**GOAL**
Pick out and copy each line of the material below that contains the string "brown".

**SOURCE MATERIAL**
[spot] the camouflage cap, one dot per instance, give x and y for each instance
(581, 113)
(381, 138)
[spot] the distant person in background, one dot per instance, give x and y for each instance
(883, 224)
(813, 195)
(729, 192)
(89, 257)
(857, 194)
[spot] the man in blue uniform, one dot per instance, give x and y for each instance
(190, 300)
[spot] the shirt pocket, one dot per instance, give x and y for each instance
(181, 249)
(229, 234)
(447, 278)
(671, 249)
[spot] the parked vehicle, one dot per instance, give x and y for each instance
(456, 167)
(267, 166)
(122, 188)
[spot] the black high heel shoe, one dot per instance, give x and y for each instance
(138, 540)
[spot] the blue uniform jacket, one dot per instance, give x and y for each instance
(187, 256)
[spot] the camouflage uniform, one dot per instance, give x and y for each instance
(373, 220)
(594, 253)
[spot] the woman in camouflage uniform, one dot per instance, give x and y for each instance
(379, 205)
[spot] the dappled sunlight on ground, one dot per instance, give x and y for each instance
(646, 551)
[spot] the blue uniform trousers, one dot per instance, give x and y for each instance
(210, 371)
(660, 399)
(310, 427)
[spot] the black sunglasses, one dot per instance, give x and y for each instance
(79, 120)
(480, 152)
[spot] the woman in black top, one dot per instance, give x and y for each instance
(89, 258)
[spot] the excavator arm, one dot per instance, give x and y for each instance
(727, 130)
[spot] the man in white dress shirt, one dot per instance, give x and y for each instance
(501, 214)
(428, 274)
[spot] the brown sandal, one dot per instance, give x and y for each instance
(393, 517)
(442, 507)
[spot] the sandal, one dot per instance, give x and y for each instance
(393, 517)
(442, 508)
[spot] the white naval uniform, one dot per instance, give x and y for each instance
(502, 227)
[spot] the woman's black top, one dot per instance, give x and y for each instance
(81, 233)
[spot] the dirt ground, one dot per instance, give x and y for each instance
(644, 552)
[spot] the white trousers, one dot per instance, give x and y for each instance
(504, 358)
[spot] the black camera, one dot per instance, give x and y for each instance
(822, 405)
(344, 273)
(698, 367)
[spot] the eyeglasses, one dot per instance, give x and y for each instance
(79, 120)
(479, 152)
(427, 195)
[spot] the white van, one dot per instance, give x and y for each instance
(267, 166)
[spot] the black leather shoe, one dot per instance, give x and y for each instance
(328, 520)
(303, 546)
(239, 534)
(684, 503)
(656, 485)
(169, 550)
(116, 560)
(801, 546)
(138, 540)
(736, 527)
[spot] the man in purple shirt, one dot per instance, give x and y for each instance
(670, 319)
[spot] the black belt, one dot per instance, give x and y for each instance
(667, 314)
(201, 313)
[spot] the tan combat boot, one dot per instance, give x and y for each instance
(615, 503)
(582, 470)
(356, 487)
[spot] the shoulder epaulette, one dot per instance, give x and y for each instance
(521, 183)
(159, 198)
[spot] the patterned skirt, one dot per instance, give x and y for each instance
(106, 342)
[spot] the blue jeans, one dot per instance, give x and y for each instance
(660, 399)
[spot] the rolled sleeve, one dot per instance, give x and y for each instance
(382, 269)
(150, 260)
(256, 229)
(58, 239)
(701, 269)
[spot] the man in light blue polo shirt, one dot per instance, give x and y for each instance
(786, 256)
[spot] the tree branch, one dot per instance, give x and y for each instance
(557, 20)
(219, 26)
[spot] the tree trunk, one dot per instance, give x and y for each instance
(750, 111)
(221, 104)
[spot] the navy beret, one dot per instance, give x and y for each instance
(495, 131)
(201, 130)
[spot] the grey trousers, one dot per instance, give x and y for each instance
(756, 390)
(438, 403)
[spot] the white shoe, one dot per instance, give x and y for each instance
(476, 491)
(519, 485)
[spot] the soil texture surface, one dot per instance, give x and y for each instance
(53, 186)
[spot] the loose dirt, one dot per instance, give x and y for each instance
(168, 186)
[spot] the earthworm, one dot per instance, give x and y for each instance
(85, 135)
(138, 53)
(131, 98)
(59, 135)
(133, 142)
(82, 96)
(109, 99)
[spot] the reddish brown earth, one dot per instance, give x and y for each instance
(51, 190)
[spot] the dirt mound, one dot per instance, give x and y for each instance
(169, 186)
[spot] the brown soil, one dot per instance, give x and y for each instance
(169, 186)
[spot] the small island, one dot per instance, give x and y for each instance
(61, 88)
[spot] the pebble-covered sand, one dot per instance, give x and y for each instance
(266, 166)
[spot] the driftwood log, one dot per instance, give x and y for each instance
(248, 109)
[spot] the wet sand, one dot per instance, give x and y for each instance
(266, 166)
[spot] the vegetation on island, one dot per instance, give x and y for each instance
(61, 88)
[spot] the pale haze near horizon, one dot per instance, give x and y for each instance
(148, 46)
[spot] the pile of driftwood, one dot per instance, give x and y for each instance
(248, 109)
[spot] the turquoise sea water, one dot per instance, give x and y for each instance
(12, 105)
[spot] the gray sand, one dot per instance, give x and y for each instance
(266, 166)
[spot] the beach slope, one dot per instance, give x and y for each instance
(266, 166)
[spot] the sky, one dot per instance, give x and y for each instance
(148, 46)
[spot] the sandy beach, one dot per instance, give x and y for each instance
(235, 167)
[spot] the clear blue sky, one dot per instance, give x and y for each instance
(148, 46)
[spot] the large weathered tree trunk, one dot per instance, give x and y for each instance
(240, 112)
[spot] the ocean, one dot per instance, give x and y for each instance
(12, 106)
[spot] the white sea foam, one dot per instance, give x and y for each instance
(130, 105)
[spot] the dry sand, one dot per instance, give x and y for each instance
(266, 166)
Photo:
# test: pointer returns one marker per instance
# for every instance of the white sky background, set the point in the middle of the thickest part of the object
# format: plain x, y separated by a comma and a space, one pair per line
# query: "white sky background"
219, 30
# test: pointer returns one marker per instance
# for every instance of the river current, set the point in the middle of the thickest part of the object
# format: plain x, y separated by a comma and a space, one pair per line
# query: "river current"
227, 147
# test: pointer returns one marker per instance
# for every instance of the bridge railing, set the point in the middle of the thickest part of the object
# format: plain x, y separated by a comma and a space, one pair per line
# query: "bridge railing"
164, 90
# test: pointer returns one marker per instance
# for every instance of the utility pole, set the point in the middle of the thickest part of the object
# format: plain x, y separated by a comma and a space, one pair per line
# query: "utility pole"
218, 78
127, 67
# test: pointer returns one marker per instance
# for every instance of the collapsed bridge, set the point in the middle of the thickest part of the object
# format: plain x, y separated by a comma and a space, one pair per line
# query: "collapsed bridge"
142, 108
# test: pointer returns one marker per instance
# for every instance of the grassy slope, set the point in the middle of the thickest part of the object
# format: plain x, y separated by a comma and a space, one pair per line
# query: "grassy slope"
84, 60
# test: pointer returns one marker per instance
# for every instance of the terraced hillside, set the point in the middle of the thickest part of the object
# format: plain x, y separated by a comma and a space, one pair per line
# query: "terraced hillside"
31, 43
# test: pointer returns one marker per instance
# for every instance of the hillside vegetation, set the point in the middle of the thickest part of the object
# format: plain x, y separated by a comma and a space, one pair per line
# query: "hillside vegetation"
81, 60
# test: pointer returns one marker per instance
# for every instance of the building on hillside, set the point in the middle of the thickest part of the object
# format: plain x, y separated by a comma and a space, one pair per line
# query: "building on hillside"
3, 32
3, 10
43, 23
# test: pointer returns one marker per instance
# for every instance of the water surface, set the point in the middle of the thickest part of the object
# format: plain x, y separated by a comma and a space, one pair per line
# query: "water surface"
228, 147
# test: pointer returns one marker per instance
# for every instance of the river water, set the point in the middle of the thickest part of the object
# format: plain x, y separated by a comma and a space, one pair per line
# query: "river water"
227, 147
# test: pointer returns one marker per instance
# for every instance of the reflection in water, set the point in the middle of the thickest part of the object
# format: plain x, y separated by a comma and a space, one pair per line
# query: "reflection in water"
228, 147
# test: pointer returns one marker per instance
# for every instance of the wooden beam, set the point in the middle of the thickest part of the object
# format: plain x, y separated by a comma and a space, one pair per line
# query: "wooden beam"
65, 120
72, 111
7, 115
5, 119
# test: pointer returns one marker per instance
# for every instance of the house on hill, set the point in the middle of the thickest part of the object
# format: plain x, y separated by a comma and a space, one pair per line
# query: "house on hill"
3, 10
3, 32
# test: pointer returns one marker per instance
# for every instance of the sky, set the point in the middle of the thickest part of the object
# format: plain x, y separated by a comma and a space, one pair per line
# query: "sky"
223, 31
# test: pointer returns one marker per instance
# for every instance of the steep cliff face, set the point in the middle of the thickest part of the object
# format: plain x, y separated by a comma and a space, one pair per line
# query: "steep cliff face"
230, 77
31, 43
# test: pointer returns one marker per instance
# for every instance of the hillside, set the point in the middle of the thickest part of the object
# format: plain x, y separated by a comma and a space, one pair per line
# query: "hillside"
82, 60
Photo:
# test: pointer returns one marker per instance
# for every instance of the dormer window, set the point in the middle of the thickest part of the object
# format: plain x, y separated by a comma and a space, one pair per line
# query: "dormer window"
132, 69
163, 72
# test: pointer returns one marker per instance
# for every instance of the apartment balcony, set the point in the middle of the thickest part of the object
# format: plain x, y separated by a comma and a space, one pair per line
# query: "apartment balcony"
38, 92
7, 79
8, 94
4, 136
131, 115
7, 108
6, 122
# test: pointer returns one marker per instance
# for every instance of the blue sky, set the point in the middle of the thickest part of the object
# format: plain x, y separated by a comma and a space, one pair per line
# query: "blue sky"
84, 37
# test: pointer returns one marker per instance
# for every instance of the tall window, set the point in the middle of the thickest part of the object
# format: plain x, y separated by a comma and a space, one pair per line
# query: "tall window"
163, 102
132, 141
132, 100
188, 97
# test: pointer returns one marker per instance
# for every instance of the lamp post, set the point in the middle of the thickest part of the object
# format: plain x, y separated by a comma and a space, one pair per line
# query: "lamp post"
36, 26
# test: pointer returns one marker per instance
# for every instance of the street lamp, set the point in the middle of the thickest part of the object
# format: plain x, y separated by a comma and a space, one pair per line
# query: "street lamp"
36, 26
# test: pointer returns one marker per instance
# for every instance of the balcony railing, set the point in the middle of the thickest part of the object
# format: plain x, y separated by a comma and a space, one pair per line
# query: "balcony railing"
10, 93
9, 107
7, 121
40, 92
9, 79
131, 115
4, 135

**RESULT BELOW**
[spot] the brown sandal, one dot per instance, give x and y for each instance
[spot] the reddish brown earth, one dot per instance, give x and y for each instance
[spot] the brown soil, one dot per instance, give x and y for each instance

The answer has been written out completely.